Exercise data:
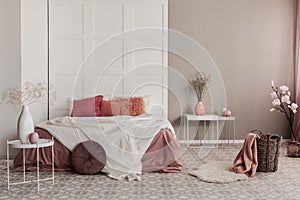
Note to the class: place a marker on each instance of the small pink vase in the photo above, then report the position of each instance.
(34, 138)
(199, 108)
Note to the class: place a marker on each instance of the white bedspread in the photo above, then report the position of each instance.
(125, 139)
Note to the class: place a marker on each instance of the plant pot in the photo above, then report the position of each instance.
(199, 108)
(293, 149)
(25, 125)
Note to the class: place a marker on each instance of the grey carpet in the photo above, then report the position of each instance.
(284, 184)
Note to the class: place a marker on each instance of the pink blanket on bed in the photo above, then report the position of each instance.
(163, 155)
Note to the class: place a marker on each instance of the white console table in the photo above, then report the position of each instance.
(18, 145)
(211, 118)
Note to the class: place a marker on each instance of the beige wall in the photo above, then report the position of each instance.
(251, 41)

What to produce: Rescale all of the entries above by writing every line out again, the notes to the class included, with each coordinate in the answer points multiplied by 2.6 and rounded to the nearest whole number, halves rounded up. Leave the picture out.

Task answer:
Note to the class: place a marker on each instance of the small pink vase in the photo above, then report the position of each instance.
(88, 359)
(517, 281)
Note to the class: place a marker on each instance of the white bedspread in the photo above, then report the position of each instance.
(325, 361)
Note to the class: place a marker on each instance of the plant pot in the photo above, then report the position of each instance.
(517, 281)
(762, 387)
(65, 325)
Note to the class: place a marker on each instance of the grey carpet in the photo above, then report the position of each instance.
(738, 478)
Note to the class: place a marker on each instance of the pink blanket on bed in the photo above, then report the position of each instance.
(424, 403)
Note to the class: place a marker on each instance of the white console table in the photo above, then report the position of each instance.
(47, 377)
(549, 307)
Note to the class: place a marker on each instance of the beige wall in the photo above, then report the position of each instance.
(653, 107)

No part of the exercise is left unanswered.